■ Task prompt
From the essay on the Game of Thrones finale, list every individual character it mentions by name.

■ Page text
- - -

In the end, Game of Thrones was an epic story safely told. The finale was a satisying enough for fans who were invested in the Starks and wanted something like happy endings for them, but it was a capstone that ran contrary to the original pop culture promise of this show as one that surprised viewers with its subversion of one of the most central of fantasy tropes: The Hero Must Survive To Save the Day.
Of course, The Hero did survive to save the day. We may have lost Ned Stark way back in the Season 1 finale, but Game of Thrones had many-a-spare hero lying around. Jon Snow, as the successor to the man who raised him in all the ways that mattered, was the second chance at righting the kingdom that Ned Stark never got. Unfortunately, what “righting the kingdom” looks like in Game of Thrones was about as traditional as stories can get—and that was a bit of a disappointment, even if it wasn’t particularly surprising, given how traditional this show has been thus far.
Game of Thrones ends with Bran on the Not Iron Throne, and Tyrion as his Hand, leading a group of some of our favorite characters as Westeros’ top advisors. It’s a cozy ending, one that pretends to “break the wheel,” as Dany aspired (very ineffectively) to do, but does nothing of the sort. The oligarchy, a form of government in which all power resides with a few people or in a dominant class or group within the society, remains alive and well in the Six Kingdoms (plus Winterfell).
Game of Thrones presents this new political arrangement as something bold, subversive, and hopeful, when, really, it is very similar to what the kingdom had before, just with characters we’ve been told are better in some way. While Westeros may not have an absolute monarchy in the sense that Bran will pass power onto his son or daughter, it is implied that, when Bran dies, the ruling class will decide again who is best fit to rule. And, if the series finale is anything to go by, it will be an unsettingly short conversation.

- - -

■ Dataset records
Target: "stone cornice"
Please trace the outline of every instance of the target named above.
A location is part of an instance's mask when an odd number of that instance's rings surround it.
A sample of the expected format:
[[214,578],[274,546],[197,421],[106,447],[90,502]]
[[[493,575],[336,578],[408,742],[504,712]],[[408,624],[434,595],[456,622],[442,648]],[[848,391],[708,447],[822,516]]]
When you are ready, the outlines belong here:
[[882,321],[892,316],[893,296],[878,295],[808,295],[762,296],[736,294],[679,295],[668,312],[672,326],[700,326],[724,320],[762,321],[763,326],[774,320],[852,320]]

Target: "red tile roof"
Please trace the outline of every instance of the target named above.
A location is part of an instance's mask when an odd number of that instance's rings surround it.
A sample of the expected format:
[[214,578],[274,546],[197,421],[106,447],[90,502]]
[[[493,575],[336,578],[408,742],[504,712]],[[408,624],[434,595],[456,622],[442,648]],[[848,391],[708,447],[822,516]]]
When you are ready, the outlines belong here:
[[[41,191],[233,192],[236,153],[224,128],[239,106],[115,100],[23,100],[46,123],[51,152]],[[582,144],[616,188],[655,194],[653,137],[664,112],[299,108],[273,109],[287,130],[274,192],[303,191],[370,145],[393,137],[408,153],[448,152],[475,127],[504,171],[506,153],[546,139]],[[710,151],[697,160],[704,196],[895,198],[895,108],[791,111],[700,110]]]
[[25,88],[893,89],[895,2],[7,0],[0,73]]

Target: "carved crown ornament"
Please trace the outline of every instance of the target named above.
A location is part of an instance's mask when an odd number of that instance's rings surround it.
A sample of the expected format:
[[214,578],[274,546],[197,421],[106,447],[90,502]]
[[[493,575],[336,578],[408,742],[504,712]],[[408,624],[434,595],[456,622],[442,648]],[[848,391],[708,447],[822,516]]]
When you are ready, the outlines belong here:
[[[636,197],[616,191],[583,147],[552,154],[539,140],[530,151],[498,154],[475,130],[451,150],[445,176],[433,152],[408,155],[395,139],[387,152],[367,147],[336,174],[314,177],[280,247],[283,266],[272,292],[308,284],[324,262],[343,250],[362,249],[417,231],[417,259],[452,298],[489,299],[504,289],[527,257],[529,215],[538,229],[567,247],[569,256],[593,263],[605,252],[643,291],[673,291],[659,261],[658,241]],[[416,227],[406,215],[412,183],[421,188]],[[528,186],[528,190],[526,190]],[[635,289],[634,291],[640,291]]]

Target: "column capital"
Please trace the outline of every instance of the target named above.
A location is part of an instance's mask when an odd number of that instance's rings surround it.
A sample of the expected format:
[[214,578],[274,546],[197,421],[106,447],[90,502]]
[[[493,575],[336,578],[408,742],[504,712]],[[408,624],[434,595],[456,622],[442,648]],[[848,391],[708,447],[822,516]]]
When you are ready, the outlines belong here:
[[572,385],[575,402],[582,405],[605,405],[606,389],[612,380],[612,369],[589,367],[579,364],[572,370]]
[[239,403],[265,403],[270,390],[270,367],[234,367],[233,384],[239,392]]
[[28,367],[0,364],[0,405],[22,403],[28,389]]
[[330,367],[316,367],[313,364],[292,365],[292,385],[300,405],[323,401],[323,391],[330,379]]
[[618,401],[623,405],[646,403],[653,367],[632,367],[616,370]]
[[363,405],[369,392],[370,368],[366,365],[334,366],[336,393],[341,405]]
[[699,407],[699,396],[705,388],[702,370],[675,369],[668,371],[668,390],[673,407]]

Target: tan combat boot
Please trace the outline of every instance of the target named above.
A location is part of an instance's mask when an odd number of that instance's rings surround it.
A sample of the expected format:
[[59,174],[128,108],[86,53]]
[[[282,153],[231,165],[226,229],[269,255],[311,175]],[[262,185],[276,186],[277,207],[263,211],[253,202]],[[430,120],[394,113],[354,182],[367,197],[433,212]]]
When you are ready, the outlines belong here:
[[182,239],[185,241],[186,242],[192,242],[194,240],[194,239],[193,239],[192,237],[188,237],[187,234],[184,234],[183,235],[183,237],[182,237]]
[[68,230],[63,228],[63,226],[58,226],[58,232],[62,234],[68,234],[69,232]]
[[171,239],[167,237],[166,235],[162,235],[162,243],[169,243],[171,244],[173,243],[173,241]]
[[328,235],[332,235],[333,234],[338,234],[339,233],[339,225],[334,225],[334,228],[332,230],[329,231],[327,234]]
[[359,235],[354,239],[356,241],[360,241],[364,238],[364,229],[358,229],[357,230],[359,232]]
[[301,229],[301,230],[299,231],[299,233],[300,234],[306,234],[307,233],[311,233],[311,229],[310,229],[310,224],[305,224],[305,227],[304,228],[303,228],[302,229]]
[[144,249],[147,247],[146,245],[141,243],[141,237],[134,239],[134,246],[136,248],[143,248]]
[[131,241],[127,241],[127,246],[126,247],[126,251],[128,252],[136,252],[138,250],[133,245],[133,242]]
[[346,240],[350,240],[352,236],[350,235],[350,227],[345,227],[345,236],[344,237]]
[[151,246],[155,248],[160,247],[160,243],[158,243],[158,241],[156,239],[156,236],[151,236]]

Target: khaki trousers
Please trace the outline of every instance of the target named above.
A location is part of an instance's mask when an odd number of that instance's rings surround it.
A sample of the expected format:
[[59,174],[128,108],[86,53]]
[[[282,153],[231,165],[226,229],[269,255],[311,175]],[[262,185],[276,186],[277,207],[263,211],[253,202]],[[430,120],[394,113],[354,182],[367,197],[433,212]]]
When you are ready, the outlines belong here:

- - -

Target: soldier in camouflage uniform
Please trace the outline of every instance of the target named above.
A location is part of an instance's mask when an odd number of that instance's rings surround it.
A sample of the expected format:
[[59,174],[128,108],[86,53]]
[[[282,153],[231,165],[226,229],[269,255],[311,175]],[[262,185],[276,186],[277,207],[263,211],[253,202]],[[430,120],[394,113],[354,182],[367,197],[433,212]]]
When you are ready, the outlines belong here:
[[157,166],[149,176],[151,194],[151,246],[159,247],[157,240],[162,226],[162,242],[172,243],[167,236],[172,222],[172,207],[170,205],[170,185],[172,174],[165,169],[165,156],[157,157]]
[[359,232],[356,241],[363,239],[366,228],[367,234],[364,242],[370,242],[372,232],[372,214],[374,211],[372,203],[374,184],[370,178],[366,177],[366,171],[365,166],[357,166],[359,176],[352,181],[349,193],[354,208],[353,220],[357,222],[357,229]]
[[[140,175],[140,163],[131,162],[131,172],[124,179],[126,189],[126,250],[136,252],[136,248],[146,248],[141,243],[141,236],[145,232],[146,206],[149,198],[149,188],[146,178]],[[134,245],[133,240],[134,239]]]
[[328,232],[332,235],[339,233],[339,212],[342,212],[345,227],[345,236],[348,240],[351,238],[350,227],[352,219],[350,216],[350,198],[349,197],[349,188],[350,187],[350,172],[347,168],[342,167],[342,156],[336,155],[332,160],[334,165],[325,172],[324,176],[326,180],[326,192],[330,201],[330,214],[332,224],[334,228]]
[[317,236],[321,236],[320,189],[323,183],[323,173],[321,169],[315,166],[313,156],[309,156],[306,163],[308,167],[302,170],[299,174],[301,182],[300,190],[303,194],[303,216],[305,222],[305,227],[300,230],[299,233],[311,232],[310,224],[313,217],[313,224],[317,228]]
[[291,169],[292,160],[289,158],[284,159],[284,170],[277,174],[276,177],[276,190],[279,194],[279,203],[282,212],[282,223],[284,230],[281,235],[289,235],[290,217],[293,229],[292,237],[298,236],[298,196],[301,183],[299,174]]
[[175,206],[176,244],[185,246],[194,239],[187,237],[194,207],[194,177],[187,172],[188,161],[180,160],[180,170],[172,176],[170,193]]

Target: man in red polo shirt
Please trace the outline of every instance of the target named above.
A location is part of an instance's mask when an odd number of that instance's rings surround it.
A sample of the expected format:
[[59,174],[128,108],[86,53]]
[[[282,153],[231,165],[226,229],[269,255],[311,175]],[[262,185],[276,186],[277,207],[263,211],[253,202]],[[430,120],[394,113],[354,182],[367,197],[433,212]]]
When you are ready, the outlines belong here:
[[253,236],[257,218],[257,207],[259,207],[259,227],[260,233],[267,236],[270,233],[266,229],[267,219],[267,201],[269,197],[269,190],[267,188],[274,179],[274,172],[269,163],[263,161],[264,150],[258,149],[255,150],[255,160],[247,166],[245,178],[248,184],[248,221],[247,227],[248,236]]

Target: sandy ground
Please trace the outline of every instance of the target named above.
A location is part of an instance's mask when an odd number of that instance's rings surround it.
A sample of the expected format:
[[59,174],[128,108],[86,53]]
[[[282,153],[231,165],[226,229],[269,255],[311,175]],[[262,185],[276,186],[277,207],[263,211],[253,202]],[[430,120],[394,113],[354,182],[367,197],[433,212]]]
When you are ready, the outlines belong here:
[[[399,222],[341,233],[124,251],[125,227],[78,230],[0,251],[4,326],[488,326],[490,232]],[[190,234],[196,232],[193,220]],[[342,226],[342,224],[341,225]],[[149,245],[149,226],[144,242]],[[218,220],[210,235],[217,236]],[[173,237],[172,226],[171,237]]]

- - -

■ Exercise answer
Ned Stark, Jon Snow, Bran, Tyrion, Dany